[Problem to work on] Your task is to write out exactly the lines from the line containing "of the travel" through the end of the records, inclusive at both ends.

[Named-object pointing records]

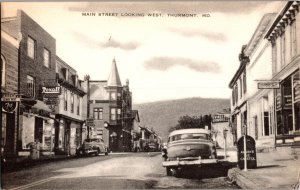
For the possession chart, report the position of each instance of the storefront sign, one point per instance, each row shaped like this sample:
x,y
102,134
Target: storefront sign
x,y
268,85
278,101
296,86
90,122
51,90
250,152
9,106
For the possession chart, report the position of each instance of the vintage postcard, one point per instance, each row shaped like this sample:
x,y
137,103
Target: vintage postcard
x,y
150,95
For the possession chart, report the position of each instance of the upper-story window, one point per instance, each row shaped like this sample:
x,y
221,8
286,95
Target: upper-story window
x,y
113,113
283,49
98,113
244,82
78,105
31,47
30,86
2,71
119,96
72,103
46,58
113,96
66,100
119,113
241,87
293,39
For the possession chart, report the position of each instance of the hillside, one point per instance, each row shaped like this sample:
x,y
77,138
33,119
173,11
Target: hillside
x,y
162,115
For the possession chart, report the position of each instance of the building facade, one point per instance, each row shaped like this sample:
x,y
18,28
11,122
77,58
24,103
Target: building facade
x,y
37,52
260,105
69,131
238,98
9,89
109,104
284,35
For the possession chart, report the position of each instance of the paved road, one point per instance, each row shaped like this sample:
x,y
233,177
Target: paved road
x,y
116,171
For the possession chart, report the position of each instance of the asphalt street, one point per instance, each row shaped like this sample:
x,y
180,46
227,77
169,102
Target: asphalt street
x,y
115,171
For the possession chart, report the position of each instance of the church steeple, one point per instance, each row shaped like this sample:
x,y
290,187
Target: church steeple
x,y
114,78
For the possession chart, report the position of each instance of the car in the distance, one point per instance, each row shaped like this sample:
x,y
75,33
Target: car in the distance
x,y
188,148
92,146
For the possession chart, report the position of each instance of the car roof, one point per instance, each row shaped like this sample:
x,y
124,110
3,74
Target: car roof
x,y
184,131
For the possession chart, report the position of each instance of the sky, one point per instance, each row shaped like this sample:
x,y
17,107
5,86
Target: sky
x,y
189,49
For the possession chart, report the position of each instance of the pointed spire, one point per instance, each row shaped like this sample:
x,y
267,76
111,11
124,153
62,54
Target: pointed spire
x,y
114,78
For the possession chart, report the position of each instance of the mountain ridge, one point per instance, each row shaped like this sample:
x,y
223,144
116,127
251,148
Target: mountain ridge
x,y
161,115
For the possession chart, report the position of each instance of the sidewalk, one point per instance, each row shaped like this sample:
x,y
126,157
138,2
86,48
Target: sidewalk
x,y
276,169
22,162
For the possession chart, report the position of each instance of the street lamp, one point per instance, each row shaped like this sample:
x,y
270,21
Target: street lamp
x,y
225,137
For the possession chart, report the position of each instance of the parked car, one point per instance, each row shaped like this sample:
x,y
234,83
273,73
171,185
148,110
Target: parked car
x,y
188,148
92,146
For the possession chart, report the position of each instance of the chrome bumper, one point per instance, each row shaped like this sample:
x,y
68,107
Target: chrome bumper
x,y
189,162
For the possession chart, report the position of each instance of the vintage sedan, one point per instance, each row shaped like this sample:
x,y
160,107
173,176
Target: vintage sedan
x,y
188,147
92,146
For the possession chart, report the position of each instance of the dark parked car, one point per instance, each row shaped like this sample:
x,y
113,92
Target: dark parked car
x,y
92,146
188,147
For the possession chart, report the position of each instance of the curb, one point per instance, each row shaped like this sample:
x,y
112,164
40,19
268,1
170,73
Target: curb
x,y
237,176
11,166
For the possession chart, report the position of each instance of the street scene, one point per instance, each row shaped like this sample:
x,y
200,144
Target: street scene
x,y
150,95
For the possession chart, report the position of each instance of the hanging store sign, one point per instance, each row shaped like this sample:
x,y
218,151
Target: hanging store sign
x,y
9,106
56,90
268,85
90,122
10,102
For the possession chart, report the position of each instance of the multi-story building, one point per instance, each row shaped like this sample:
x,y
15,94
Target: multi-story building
x,y
37,54
9,91
260,103
238,98
284,35
68,130
109,104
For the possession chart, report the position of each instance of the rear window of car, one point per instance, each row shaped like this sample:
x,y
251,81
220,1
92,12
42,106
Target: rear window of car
x,y
189,136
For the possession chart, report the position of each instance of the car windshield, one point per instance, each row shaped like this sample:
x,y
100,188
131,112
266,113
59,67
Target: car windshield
x,y
91,140
189,136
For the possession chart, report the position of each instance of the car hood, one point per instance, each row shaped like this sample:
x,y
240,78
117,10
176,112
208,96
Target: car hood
x,y
190,148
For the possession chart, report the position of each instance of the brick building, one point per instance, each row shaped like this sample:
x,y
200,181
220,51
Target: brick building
x,y
69,118
37,55
110,105
9,89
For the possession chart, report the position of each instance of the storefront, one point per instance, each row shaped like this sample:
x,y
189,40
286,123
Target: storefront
x,y
36,126
288,110
68,135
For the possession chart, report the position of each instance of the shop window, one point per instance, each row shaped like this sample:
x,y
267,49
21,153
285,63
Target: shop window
x,y
98,113
266,124
30,86
3,62
31,47
46,58
113,114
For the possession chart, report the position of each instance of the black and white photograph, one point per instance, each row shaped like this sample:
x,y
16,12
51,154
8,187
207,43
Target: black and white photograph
x,y
150,94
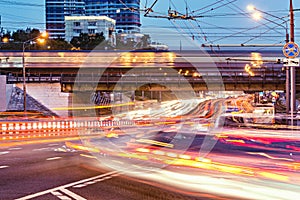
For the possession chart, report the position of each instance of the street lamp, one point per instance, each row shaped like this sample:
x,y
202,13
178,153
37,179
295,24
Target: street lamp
x,y
290,102
257,16
40,39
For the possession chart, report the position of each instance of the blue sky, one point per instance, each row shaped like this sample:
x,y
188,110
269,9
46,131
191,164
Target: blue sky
x,y
219,24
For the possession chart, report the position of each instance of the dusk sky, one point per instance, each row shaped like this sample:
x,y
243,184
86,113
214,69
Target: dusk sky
x,y
226,21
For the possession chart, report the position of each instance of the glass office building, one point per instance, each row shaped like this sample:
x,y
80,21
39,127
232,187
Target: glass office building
x,y
56,10
125,12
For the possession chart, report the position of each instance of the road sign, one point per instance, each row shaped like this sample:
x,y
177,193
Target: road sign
x,y
290,50
288,62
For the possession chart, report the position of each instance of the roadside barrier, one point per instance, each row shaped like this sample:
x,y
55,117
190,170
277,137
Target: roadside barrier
x,y
13,130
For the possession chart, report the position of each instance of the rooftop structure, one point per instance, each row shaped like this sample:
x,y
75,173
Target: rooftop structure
x,y
74,25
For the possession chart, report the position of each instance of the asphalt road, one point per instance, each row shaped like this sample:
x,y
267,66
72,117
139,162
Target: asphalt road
x,y
51,171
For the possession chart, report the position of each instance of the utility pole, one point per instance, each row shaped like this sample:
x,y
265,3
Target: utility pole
x,y
293,69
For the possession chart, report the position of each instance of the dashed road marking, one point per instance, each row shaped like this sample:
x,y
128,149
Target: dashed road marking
x,y
42,149
63,188
54,158
4,152
15,148
72,194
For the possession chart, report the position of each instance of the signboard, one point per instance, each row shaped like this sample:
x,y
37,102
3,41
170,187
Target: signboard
x,y
290,50
288,62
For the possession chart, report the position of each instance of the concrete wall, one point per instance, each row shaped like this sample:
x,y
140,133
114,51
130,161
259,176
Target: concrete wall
x,y
2,93
50,95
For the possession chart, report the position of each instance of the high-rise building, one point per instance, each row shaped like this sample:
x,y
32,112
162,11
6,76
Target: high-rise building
x,y
56,10
125,12
75,25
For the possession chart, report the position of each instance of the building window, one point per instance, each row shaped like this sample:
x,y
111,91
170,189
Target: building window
x,y
77,30
92,23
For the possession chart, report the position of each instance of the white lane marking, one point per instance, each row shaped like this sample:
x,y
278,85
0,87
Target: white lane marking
x,y
15,148
54,158
41,149
50,145
72,194
60,195
65,186
4,152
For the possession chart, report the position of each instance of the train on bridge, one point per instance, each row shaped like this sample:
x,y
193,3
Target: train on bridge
x,y
234,70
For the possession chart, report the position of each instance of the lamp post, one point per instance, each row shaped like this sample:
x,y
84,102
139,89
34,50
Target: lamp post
x,y
290,85
40,39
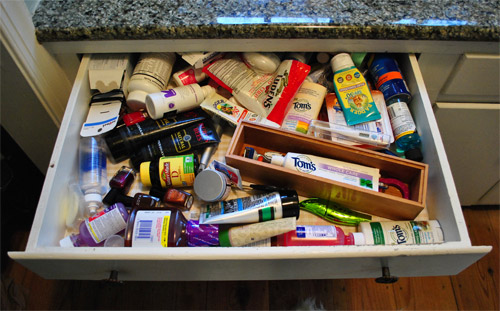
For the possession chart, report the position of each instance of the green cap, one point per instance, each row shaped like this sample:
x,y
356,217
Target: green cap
x,y
224,238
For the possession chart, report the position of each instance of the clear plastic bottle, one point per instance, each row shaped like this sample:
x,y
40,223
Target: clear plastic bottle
x,y
319,236
151,75
389,80
92,172
96,229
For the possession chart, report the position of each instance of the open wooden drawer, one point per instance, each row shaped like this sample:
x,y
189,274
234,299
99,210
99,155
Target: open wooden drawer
x,y
44,256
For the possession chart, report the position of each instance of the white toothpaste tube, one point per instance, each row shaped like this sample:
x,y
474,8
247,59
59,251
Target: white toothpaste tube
x,y
248,87
230,111
349,173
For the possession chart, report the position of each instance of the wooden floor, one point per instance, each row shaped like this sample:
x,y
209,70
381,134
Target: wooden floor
x,y
476,288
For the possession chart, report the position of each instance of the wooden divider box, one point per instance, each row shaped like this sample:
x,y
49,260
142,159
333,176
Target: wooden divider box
x,y
264,138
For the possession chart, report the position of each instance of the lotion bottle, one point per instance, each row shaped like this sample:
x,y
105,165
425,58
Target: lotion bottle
x,y
176,100
151,75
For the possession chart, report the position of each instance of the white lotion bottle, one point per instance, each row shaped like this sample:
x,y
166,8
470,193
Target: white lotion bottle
x,y
151,75
176,100
189,75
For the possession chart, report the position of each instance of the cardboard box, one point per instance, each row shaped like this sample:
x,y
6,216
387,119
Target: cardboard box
x,y
263,139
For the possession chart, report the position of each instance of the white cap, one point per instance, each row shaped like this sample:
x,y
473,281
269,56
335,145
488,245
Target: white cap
x,y
359,238
66,242
278,160
136,100
207,90
114,241
341,61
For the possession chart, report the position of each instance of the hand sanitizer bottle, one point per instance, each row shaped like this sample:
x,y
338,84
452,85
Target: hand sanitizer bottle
x,y
92,172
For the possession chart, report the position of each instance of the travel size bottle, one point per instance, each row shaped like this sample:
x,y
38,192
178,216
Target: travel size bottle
x,y
319,236
92,174
151,75
96,229
389,80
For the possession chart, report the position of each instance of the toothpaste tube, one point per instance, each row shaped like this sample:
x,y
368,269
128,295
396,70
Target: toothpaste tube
x,y
229,111
353,174
286,82
248,87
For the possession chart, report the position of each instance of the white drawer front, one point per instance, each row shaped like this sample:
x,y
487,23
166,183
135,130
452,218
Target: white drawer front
x,y
44,257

[Response below]
For the possession chart, report the position of each instance of the travel size bottle, one point per instance, each row shaped like this sample:
x,y
38,192
178,216
Target: travel size bottle
x,y
319,236
92,174
151,75
96,229
389,80
For the possession chart, report the position of each instance of the toothpaste tube, one point per instance, each row shaped like this sample:
x,y
368,269
128,295
396,70
Target: toothpaste tube
x,y
229,111
353,174
286,82
248,87
For the possession chart, report the position of each instance of the white drawer front, one point per instance, each row shaped like this sample:
x,y
487,23
166,183
135,130
452,218
Target: white drawer front
x,y
44,257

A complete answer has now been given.